Aim of the task: Continue the guide on writing an Oklahoma parenting plan without a lawyer, picking up right after its last sentence.
___ Quoted passage
$0 Oklahoma — Parenting Plan Starter Checklist

How to Create an Oklahoma Parenting Plan Without a Lawyer

You can create a court-ready parenting plan in Oklahoma without a lawyer, and many parents do — the state provides the Parenting Plan Order form for free on OSCN.net. The challenge isn't getting the form. It's knowing what to write in it, how your schedule choices affect child support, and what the judge expects to see at the Parenting Plan Conference. Here's the complete process.

What Oklahoma Requires in a Parenting Plan

Oklahoma courts require a parenting plan to address every major aspect of the child's post-separation life. Under Title 43, when joint custody is requested, both parents must also file a signed, notarized Joint Custody Affidavit. The parenting plan itself must cover:

  • Legal custody allocation — who makes major decisions about education, healthcare, religious upbringing, and extracurricular activities
  • Physical custody arrangement — where the child primarily resides and how time is divided
  • Regular parenting time schedule — the week-to-week routine for the school year
  • Holiday and vacation rotation — who has the child for each holiday, how summers are divided
  • Communication rules — phone/video call schedules, how parents share information
  • Exchange logistics — where pickups and drop-offs happen, who provides transportation
  • Dispute resolution — how parents resolve disagreements before going back to court

Missing any of these elements is one of the most common reasons judges send self-represented parents back to revise their plans.

Step-by-Step Process

1. Download the Official Forms

Start at OSCN.net and download the Parenting Plan Order form for your county. The form is the same statewide, but filing procedures and required attachments differ between Oklahoma County, Tulsa County, Cleveland County, and others.
______
___ Given material
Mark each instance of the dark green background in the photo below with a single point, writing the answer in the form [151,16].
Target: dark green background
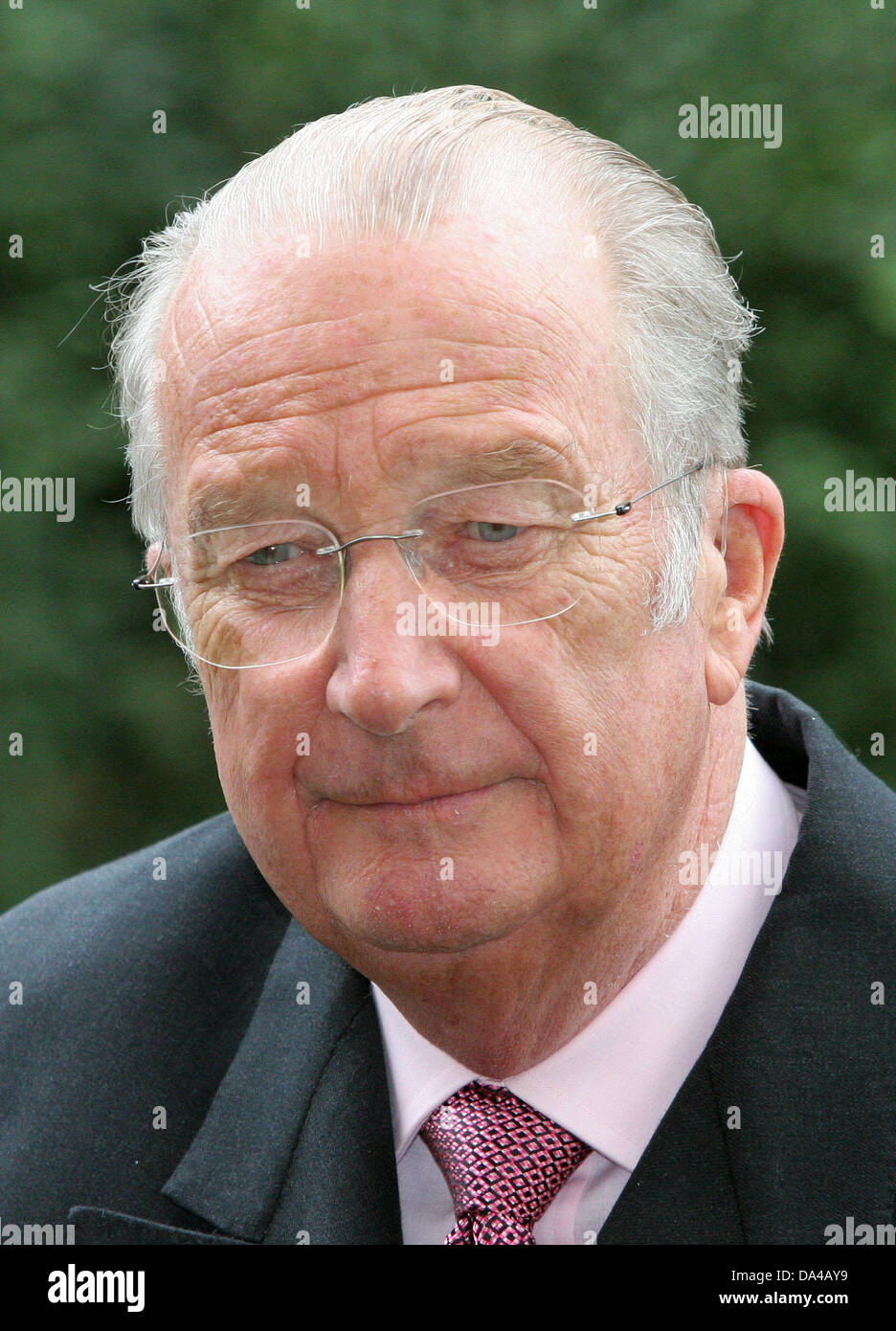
[116,751]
______
Reply:
2. Decide on Custody Type

Before filling in schedules, you need to decide the custody structure:

  • Joint legal custody — both parents share major decision-making. This is what most Oklahoma courts prefer when both parents are fit, but it requires the Joint Custody Affidavit.
  • Sole legal custody — one parent makes all major decisions. Courts typically award this only when the parents cannot cooperate on major decisions or there's a history of abuse.
  • Joint physical custody — the child splits substantial time between both homes.
  • Sole physical custody with visitation — the child lives primarily with one parent; the other has structured parenting time.

3. Draft the Parenting Time Schedule

This is where most parents get stuck — and where most mistakes happen. Your schedule needs to be specific enough that both parents and the court know exactly where the child is at all times, but flexible enough to work with real life.

The overnight count matters enormously. Under Oklahoma's Section 118E, a noncustodial parent with at least 121 overnights per year qualifies for a parenting time adjustment that reduces their child support obligation. The brackets are:

  • 121–131 overnights: baseline adjustment
  • 132–143 overnights: 1.75× multiplier
  • 144+ overnights: 1.50× multiplier

A few overnights in either direction can shift hundreds of dollars in monthly child support. Count every overnight in your proposed schedule — including holidays and summer — before you commit to a number.

4. Build the Holiday Rotation

Oklahoma courts expect a specific holiday-by-holiday rotation, not a vague "parents will alternate holidays." Your plan should assign each holiday to a specific parent in odd and even years:

  • Thanksgiving, Christmas Eve, Christmas Day, New Year's Eve/Day
  • Spring break, summer break (start and end dates)
  • Mother's Day, Father's Day
  • The child's birthday, each parent's birthday
  • Martin Luther King Jr. Day, Presidents' Day, Memorial Day, Independence Day, Labor Day, Columbus Day, Veterans Day

Specify pickup and drop-off times, not just dates.

5. Include Communication and Exchange Details

Courts want to see specifics: where exchanges happen (a neutral location is common in conflict situations), who provides transportation, and how the child communicates with the other parent during their time away. Vague language like "reasonable access" invites future disputes.

6. Add the Child Support Calculation

Oklahoma uses a shared-income model: combine both parents' adjusted monthly gross income, look up the base obligation on the Guideline Schedule (43 O.S. § 119), and allocate it proportionally based on each parent's income share. Then apply the parenting time adjustment if the noncustodial parent has 121+ overnights.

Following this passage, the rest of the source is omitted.